#### Stated task A
In the forum thread on limiting solar inverter output, how can the second Primo inverter also be limited over modbus?
#### Stated task B
Decide whether each statement agrees with the forum thread on limiting solar inverter output. Answer yes or no for each, quoting the deciding words. (i) The developers of the fronius-auth-proxy responded to the issue that was raised. (ii) The replacement solution drives the Fronius site through a headless Firefox instance. (iii) Dynamic export/production control is a requirement for grid tied solar PV inverters in Australia.
#### Stated task C
Extend the forum thread on limiting solar inverter output, starting after its final sentence.

#### Document excerpt
····················
Thanks for reading this so far.

Andy

I would be looking into this more. It may be the Enphase can actually do what you need. Indeed I’d have thought it should have this capability since dynamic export/production control is a requirement for grid tied solar PV inverters in Australia.

I am by no means well versed in Enphase but I believe Enlighten Manager has a setting “Power Production Limiting by Gateway

e.g.:
https://support.enphase.com/s/question/0D53m00009YROWYCA5/is-there-a-way-to-limit-the-solar-exports-from-iq7a-microinverters-the-wholesale-electricity-price-is-often-negative-during-the-day-in-australia-0

I have exactly the same setup: 2 x Primo and only the first one can be limited using modbus. Did anybody find a solution to also limit the second inverter?

I did actually.
You need to address each inverter directly
unit:1, unit:2, etc with the same instructions for each.

So, the fronius-auth-proxy stopped working a while ago. I did raise an issue, but have received no response from the developers.

So, I decided to roll my own solution.

This is decidedly heavier than what they were doing as I’m using a headless firefox instance to actually use their site properly. But, I think it’s less likely to spontaneously break, unless fronius fundamentally change their site.

Anyway, it can be found at GitHub - shadow7412/fronius-driver: Syncs the value in a helper entity in home assistant to a fronius inverter's soft limit field.

Basically, I just have a helper in home assistant with the desired value, and an automation that fires on startup or when that value changes which fires a command which runs the docker version of this.
····················
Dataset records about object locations
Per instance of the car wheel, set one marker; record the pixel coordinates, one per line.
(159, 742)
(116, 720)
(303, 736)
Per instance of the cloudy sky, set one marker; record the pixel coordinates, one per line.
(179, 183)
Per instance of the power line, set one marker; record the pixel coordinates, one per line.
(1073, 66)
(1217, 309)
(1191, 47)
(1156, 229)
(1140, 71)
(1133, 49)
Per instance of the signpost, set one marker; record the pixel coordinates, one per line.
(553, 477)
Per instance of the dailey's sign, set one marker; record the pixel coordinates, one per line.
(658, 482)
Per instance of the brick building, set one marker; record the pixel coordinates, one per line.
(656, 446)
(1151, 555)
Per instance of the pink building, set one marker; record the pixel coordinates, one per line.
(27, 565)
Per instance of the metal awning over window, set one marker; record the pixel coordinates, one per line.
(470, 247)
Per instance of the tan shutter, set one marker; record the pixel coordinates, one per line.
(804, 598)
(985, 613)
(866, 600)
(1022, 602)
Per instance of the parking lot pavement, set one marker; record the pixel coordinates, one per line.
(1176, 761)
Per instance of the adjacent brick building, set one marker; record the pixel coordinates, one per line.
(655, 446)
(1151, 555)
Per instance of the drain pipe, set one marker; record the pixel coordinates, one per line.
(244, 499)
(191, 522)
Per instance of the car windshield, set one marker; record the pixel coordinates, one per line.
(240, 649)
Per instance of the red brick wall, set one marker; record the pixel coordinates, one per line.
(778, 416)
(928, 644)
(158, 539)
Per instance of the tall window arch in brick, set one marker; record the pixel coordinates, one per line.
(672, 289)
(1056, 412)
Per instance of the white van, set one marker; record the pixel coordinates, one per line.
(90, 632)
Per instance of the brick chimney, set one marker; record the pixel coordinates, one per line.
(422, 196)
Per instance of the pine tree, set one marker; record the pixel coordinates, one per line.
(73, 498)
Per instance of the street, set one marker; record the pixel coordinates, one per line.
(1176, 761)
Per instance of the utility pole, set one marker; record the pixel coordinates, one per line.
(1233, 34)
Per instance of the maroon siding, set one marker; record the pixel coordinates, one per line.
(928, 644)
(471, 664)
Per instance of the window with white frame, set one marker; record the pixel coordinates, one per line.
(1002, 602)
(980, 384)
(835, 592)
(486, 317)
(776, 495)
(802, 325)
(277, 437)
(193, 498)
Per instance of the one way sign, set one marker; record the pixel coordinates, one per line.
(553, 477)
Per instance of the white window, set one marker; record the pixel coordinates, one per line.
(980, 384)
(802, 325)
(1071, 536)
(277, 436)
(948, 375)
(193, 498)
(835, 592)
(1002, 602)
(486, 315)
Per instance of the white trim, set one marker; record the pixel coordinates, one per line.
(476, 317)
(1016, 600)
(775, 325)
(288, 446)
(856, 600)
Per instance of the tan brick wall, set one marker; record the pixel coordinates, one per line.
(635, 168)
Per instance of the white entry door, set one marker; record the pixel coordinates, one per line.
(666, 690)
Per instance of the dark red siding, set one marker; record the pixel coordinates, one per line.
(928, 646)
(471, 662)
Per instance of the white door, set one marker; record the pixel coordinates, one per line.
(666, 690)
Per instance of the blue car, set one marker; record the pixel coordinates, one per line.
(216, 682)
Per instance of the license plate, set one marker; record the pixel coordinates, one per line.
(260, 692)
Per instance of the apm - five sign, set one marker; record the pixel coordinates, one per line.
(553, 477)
····················
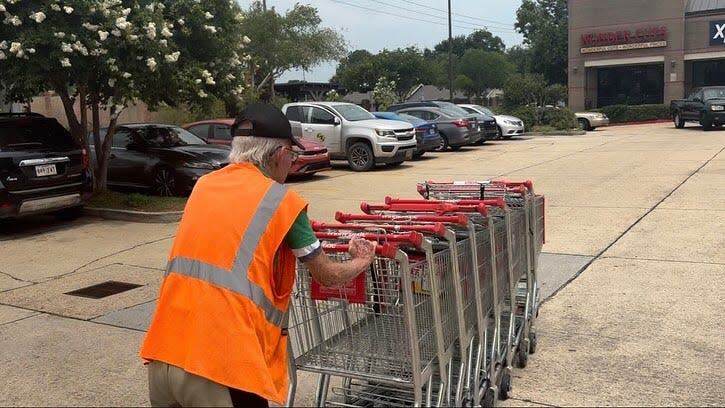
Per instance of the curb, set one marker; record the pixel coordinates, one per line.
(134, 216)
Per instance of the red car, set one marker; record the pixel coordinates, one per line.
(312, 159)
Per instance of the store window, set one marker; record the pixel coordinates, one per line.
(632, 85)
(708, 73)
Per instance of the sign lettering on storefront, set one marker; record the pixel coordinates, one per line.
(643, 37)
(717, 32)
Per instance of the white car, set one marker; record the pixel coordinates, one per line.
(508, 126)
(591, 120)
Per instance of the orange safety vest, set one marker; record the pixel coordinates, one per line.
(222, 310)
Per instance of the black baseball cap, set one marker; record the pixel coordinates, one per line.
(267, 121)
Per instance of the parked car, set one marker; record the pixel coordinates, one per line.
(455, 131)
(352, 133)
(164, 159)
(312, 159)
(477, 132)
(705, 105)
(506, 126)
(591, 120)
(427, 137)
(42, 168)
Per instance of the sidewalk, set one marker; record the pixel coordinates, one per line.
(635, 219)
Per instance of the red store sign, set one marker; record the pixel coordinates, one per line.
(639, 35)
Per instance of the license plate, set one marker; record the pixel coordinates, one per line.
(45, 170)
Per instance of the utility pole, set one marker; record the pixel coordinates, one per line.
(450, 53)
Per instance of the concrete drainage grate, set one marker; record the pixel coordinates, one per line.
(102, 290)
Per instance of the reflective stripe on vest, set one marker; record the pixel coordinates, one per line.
····················
#### Task result A
Address each inverter directly (unit:1, unit:2, etc.) with the same instructions for each.

#### Task result B
(i) No: "I did raise an issue, but have received no response from the developers."
(ii) Yes: "I’m using a headless firefox instance to actually use their site properly."
(iii) Yes: "dynamic export/production control is a requirement for grid tied solar PV inverters in Australia."

#### Task result C
Hi,
does anybody knows, if a dynamic power reduction native algo with maximum feed-in value is posible to activate/deactivate via modbusTCP holding register please ?
Full question

I thing, that dynamic algo is not possible via modbus register controll. I would like to speak with some Fronius inverter programmer. Native algo can dynamically follows consumtion, so feed-in value can be automatiocally hold on minimum. But I can’t reach over phone, email Fronius support. Our czech support isn’t able to answer.

It doesn’t appear to be - which is why tricks like the post just above your last one need to exist.

What do you mean “address each inverter directly”? I have only one inverter with a LAN connection, the other one is connected by DATCOM. Do you know, how to address the second inverter over DATCOM?

I know that I could probably buy a second communication interface to solve this problem…

So you know in the automation you have
unit: 1
hub: mb_fronius
address: 40236
value: “0”

well you just copy the same automation and write
unit: 2
hub: mb_fronius
address: 40236
value: “0”

There’s no extra IP address, you the follower is designated as “unit 2”

my “reset to 100%” automation is below for my setup with a Primo and Symo in Leader/follower setup

alias: Energy - Fronius - reset 100%
description: Enable Fronius 100% if feed in price is positive
trigger:

  • platform: state
    entity_id:
    • sensor.amber_feedin_price_negative
      to: “False”
      condition:
      action:
  • data:
    unit: 1
    hub: mb_fronius
    address: 40236
    value: “0”
    action: modbus.write_register
  • data:
    unit: 1
    hub: mb_fronius
    address: 40232
    value: “10000”
    action: modbus.write_register
  • data:
    unit: 1
    hub: mb_fronius
    address: 40234
    value: “0”
    action: modbus.write_register
  • data:
    unit: 1
    hub: mb_fronius
    address: 40236
    value: “1”
    action: modbus.write_register
  • data:
    unit: 2
    hub: mb_fronius
    address: 40236
    value: “0”
    action: modbus.write_register
  • data:
    unit: 2
    hub: mb_fronius
    address: 40232
    value: “10000”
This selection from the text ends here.